Grant v Torstar Corp, , is a 2009 Supreme Court of Canada decision on the defences to the tort of defamation. The Supreme Court ruled that the law of defamation should give way to the rights of a party to speak on matters of public interest, provided the party exercises a certain level of responsibility in verifying the potentially defamatory facts. This decision recognizes a defence of responsible communication on matters of public interest.

Background
The Toronto Star newspaper published a story concerning the proposed expansion of the Frog's Breath private golf course, built on a property owned by the plaintiff, Peter Grant, that was located on the shore of Twin Lakes near New Liskeard, Ontario.
The story contained comments from local residents that were critical of Grant, alleging that he was using his political influence to gain permission to expand the golf course from three holes to nine holes.
In particular, one resident claimed that the decision to allow the golf course was a "done deal". Prior to publication, the newspaper contacted Grant for comment, but he declined.
After the article was published, Grant sued the newspaper's parent company Torstar Corporation for defamation.

The courts below

Trial court

Torstar argued that the paper presented the concerns of local residents without making any claims of impropriety by Grant, as well as "an expanded qualified privilege defence based on a concept of public interest responsible journalism."
The Court did not allow the defence of responsible journalism to be considered by the jury, leaving it to determine whether the Star engaged in "fair comment".  The instructions to the jury, however, stated that the defendants would be guilty if the comment would not be held by a "fair-minded" person. The jury found the defendants guilty of libel, and awarded general, aggravated, and punitive damages in the amount of $1.475 million.

Court of Appeal for Ontario
Torstar appealed to the Court of Appeal for Ontario. On the issue of responsible journalism, the Court of Appeal found that the trial court erred in not allowing the jury to consider the defence, and remanded the case for a new trial. The Court also found that the idea of a "fair-minded" person would need to believe in a comment was previously rejected by the court, thus the trial court did not properly instruct the jury on this issue. Finally, the Court found that the defamatory comments in the article were attributed to a resident, and unless the defendants had adopted them as their own, the defendants' "honest belief" in them was irrelevant.

Supreme Court of Canada ruling
Grant appealed to the Supreme Court of Canada. The court dismissed the appeal and the cross-appeal, with only Justice Abella dissenting in part from the decision.

The Court first recognized that the tort of defamation places limits on freedom of expression guaranteed under section 2(b) of the Charter of Rights and Freedoms, but that limit should not go as far as to place a "chill" on expression.

It then determined that four issues needed to be resolved:

Should the common law provide a defence based on responsible communication in the public interest?
If so, what are the elements of the new defence?
If so, what procedures should apply? In particular, what are the respective roles of the judge and jury?

-- -- --

Written problem A:
According to the Grant v Torstar summary, what total amount of damages did the jury award?

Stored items

-- -- --

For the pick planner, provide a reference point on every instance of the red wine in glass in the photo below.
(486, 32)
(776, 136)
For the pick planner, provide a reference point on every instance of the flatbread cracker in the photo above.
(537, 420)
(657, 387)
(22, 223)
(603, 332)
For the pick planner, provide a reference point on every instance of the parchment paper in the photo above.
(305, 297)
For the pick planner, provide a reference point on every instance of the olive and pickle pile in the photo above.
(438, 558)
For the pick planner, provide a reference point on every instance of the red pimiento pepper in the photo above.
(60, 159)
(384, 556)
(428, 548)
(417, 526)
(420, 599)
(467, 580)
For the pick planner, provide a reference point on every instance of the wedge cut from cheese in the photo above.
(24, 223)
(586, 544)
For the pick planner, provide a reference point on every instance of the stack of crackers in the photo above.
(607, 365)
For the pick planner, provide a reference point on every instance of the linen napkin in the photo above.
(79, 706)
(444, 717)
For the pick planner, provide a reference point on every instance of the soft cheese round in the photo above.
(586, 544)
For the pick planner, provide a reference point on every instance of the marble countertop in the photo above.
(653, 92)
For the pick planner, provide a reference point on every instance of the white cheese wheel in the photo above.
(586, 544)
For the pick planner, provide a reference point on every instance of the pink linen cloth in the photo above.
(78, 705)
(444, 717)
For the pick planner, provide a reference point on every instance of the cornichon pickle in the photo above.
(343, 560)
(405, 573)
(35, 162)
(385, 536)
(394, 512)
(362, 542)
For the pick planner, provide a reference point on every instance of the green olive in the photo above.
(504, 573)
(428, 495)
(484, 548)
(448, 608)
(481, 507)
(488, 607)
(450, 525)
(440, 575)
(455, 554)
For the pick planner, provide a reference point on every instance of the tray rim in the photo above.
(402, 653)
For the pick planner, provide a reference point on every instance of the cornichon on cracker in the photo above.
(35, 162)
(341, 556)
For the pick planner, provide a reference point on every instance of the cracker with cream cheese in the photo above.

-- -- --

Written problem B:
Rewrite the entries from the line containing "crackers in the photo above." through the end of the entries, swapping "pick planner" for "grasp planner" and leaving everything else untouched.

Complete answer A:
$1.475 million.

Complete answer B:
For the grasp planner, provide a reference point on every instance of the stack of crackers in the photo above.
(607, 365)
For the grasp planner, provide a reference point on every instance of the linen napkin in the photo above.
(79, 706)
(444, 717)
For the grasp planner, provide a reference point on every instance of the soft cheese round in the photo above.
(586, 544)
For the grasp planner, provide a reference point on every instance of the marble countertop in the photo above.
(653, 92)
For the grasp planner, provide a reference point on every instance of the white cheese wheel in the photo above.
(586, 544)
For the grasp planner, provide a reference point on every instance of the pink linen cloth in the photo above.
(78, 705)
(444, 717)
For the grasp planner, provide a reference point on every instance of the cornichon pickle in the photo above.
(343, 560)
(405, 573)
(35, 162)
(385, 536)
(394, 512)
(362, 542)
For the grasp planner, provide a reference point on every instance of the green olive in the photo above.
(504, 573)
(428, 495)
(484, 548)
(448, 608)
(481, 507)
(488, 607)
(450, 525)
(440, 575)
(455, 554)
For the grasp planner, provide a reference point on every instance of the tray rim in the photo above.
(402, 653)
For the grasp planner, provide a reference point on every instance of the cornichon on cracker in the photo above.
(35, 162)
(341, 556)
For the grasp planner, provide a reference point on every instance of the cracker with cream cheese in the photo above.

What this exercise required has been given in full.